-- Opening Marker --

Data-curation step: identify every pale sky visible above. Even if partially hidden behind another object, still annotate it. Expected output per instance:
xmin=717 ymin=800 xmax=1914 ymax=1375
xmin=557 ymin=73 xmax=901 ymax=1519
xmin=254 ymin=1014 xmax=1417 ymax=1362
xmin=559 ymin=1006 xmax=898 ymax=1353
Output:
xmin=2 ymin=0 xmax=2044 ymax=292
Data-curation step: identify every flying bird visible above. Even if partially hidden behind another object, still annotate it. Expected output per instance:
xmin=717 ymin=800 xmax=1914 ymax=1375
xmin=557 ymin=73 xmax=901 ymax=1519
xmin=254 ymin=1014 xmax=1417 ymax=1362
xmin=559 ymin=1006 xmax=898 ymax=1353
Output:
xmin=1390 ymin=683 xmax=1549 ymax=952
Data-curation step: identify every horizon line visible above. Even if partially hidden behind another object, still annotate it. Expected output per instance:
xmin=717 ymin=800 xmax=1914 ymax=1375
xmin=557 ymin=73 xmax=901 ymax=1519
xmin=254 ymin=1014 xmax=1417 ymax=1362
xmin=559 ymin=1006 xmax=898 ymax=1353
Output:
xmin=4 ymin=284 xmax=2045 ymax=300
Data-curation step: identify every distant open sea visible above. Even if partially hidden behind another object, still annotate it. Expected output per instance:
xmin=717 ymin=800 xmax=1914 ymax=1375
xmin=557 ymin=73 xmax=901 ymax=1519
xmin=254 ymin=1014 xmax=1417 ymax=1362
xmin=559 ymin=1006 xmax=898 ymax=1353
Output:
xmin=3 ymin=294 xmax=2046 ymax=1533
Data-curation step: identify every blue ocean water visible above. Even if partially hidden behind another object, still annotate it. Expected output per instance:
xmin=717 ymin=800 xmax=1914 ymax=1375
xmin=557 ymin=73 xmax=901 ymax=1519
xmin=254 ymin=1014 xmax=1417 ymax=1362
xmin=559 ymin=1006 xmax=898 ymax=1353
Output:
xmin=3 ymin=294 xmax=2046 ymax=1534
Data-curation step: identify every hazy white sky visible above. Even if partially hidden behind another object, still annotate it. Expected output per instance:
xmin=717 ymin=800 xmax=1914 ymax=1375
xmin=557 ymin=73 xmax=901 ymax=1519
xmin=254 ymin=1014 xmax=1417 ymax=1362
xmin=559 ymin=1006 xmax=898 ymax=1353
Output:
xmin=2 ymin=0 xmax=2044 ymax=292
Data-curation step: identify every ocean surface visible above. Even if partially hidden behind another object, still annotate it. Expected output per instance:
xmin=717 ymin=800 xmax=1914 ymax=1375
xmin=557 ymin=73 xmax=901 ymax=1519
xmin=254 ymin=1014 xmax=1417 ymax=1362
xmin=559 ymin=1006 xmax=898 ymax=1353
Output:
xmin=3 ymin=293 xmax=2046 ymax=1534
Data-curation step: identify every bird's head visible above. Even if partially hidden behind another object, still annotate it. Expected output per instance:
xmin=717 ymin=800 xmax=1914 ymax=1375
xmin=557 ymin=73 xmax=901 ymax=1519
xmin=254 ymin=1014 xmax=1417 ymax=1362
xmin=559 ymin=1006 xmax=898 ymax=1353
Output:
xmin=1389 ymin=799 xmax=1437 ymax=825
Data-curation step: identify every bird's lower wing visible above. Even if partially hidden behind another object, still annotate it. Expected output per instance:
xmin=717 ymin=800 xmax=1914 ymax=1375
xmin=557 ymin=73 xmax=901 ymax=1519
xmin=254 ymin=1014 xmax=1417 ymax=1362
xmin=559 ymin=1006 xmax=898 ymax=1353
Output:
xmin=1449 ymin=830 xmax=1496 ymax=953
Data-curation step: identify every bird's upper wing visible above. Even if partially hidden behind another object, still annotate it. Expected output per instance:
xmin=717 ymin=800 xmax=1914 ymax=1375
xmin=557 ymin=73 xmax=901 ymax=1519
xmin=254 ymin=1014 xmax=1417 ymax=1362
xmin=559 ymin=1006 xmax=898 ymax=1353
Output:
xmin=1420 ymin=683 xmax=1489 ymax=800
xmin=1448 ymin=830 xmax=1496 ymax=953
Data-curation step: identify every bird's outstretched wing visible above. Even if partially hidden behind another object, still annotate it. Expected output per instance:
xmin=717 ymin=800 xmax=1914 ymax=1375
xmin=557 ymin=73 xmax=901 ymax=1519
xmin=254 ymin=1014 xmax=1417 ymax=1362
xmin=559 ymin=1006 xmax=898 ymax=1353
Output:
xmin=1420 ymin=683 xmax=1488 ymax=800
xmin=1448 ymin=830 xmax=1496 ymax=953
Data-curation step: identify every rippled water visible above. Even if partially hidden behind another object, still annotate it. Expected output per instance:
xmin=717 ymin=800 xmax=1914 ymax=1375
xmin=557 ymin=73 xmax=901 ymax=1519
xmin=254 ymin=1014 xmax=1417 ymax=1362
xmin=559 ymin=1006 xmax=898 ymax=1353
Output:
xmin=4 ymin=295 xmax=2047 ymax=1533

-- Closing Marker --

* [Exercise aim]: In the listing above, find the lines holding the word "bird" and copy them.

* [Solution for this exercise]:
Data-curation step: identify every flying bird visible above. Even if partially hidden behind another object, still annotate it. Expected output per instance:
Data-curation step: identify every bird's head visible above. Even if partially hidden behind another object, still annotate it. Expected output per instance:
Data-curation step: identify every bird's lower wing visible above. Even if partially hidden behind another object, still annotate it. Expected output per instance:
Data-curation step: identify every bird's upper wing visible above. Even if partially hidden behind another object, still annotate it. Expected output per instance:
Data-curation step: identify every bird's outstretched wing visible above. Even if partially hidden behind another object, still annotate it. Expected output per instance:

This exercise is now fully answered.